### [EXERCISE PROMPT]
Each line from the one containing "the dog's left" through the final line of the data below must be repeated exactly.

### [RECORDS FOR THIS TASK]
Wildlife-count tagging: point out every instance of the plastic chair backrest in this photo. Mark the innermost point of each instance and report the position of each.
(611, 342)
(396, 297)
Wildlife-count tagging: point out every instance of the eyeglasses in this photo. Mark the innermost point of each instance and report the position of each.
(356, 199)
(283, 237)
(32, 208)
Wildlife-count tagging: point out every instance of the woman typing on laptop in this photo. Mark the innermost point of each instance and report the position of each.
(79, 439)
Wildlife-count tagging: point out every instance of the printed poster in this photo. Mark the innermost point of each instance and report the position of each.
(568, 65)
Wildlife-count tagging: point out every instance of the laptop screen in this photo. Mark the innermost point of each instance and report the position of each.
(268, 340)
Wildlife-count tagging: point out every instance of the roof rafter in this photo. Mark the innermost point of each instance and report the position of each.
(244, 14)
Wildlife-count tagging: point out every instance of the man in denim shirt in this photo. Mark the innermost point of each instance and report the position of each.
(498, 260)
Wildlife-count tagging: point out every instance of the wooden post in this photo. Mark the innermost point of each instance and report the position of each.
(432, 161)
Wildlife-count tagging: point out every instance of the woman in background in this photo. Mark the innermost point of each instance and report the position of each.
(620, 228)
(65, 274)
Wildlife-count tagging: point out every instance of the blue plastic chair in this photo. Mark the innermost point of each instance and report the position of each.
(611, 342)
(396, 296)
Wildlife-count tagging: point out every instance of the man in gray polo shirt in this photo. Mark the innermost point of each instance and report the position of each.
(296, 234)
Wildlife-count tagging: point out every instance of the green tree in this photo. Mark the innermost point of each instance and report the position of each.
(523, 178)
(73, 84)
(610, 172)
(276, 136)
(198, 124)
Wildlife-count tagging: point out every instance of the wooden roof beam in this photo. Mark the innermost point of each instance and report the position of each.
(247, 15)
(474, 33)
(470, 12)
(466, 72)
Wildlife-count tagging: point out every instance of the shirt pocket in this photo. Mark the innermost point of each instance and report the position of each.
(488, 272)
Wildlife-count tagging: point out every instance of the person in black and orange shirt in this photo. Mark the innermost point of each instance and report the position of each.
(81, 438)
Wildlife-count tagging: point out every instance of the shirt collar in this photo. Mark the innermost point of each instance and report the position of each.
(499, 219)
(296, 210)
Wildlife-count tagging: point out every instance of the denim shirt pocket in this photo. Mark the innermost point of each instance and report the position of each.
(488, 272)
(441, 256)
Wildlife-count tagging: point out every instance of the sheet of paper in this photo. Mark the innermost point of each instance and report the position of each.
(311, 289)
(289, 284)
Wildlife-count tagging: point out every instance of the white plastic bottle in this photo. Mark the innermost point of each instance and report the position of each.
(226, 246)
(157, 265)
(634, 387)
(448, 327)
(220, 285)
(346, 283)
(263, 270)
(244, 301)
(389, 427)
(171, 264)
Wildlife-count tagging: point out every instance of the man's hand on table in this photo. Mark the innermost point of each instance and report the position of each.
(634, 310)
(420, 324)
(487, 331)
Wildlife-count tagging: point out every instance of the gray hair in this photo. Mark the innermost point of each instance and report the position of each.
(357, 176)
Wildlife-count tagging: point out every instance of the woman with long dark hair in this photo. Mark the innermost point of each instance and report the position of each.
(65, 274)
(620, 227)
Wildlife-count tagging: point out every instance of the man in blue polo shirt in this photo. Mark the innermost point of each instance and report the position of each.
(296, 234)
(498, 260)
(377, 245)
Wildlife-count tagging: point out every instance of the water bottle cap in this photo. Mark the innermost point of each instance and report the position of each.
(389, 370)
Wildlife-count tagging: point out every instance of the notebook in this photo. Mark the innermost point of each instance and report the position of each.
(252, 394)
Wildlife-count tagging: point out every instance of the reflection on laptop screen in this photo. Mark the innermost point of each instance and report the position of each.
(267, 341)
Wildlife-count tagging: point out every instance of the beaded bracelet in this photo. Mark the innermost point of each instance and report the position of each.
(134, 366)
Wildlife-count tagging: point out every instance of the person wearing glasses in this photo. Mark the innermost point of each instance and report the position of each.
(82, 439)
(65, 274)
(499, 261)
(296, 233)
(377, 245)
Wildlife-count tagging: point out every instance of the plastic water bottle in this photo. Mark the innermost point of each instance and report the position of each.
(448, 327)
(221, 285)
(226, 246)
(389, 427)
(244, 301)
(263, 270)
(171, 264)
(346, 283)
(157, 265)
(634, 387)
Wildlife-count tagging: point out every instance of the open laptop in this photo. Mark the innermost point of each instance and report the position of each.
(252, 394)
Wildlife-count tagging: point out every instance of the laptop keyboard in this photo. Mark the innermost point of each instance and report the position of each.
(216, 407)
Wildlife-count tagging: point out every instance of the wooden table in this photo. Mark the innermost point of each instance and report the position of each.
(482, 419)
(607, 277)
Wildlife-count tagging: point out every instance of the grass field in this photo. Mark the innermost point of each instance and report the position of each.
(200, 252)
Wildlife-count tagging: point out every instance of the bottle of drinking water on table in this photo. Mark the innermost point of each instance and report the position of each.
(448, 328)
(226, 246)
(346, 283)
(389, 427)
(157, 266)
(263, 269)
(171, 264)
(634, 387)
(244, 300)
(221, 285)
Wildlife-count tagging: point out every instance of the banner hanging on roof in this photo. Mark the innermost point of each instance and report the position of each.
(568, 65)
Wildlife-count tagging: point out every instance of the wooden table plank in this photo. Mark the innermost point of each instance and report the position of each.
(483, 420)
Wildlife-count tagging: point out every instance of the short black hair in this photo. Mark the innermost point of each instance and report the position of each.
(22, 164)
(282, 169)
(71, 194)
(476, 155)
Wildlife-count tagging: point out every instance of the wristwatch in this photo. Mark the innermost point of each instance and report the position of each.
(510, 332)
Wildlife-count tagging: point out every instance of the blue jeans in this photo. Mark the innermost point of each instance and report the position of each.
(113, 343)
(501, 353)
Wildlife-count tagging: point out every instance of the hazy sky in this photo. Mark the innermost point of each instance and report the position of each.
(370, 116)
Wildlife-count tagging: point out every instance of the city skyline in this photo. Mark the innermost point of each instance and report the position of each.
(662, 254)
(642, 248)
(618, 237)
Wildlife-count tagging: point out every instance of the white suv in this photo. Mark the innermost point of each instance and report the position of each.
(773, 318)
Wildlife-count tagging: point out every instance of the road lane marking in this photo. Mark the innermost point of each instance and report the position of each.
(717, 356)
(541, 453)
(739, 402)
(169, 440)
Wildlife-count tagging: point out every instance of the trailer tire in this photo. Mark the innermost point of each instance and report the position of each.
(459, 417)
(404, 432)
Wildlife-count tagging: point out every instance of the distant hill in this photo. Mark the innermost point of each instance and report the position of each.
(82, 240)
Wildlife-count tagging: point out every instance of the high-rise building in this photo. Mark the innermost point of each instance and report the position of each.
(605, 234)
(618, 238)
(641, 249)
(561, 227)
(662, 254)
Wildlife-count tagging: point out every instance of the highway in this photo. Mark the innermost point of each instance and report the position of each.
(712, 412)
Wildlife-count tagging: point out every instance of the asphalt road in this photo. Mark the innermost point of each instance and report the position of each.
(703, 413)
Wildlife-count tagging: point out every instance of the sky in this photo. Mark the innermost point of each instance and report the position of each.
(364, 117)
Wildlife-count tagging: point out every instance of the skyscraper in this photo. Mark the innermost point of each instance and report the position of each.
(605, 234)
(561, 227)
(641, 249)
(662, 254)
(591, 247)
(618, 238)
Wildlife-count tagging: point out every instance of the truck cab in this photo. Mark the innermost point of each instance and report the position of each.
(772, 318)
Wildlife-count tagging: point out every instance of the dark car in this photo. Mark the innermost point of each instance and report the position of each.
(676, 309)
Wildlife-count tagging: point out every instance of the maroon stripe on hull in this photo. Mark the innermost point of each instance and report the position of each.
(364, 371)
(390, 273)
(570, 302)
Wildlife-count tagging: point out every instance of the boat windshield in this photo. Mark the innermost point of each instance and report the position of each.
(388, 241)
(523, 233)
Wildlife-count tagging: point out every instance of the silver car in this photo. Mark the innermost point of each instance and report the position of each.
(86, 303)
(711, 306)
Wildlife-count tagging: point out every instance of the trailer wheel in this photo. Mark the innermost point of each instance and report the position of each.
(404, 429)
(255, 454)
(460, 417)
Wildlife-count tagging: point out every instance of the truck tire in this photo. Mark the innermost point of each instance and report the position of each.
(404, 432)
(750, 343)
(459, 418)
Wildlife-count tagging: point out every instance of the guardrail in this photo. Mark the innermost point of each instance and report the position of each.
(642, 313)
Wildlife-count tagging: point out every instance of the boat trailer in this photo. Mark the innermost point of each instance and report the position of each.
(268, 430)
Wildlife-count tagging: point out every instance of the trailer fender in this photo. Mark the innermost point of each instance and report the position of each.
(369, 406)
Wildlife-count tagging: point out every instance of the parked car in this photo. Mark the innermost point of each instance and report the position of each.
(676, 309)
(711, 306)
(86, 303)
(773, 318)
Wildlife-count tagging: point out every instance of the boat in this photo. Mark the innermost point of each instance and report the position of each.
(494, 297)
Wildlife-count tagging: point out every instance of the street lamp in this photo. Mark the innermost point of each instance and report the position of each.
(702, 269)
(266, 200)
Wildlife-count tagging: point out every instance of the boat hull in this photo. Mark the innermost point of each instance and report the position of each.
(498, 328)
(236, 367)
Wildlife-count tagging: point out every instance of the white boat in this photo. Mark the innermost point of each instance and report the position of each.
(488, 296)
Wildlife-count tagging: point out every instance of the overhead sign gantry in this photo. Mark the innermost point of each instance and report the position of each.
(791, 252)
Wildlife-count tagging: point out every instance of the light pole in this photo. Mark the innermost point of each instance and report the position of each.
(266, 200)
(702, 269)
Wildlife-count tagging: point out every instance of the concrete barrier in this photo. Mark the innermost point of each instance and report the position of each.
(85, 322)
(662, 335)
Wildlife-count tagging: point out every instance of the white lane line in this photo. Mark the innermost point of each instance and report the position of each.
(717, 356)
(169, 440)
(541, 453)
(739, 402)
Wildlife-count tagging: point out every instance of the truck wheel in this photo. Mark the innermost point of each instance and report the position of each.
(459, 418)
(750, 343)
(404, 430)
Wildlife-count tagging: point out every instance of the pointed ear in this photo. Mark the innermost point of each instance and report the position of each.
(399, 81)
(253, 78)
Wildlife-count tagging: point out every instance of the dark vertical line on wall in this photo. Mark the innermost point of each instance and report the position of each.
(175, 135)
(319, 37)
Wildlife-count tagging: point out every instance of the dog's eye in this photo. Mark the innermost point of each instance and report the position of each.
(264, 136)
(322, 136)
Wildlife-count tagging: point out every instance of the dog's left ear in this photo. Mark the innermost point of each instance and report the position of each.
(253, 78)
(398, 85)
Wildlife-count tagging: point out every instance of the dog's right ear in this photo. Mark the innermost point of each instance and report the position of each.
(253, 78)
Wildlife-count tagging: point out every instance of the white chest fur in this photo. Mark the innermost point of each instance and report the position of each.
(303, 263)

### [ANSWER AREA]
Wildlife-count tagging: point out every instance of the dog's left ear in this photo. Mark the innermost point of each instance and report the position of each.
(253, 78)
(398, 85)
Wildlife-count tagging: point out every instance of the dog's right ear in this photo. Mark the innermost point of each instance and report the position of each.
(253, 78)
Wildlife-count tagging: point out every instance of the white chest fur in this photo. Mark the innermost point of each instance and report the position of each.
(303, 263)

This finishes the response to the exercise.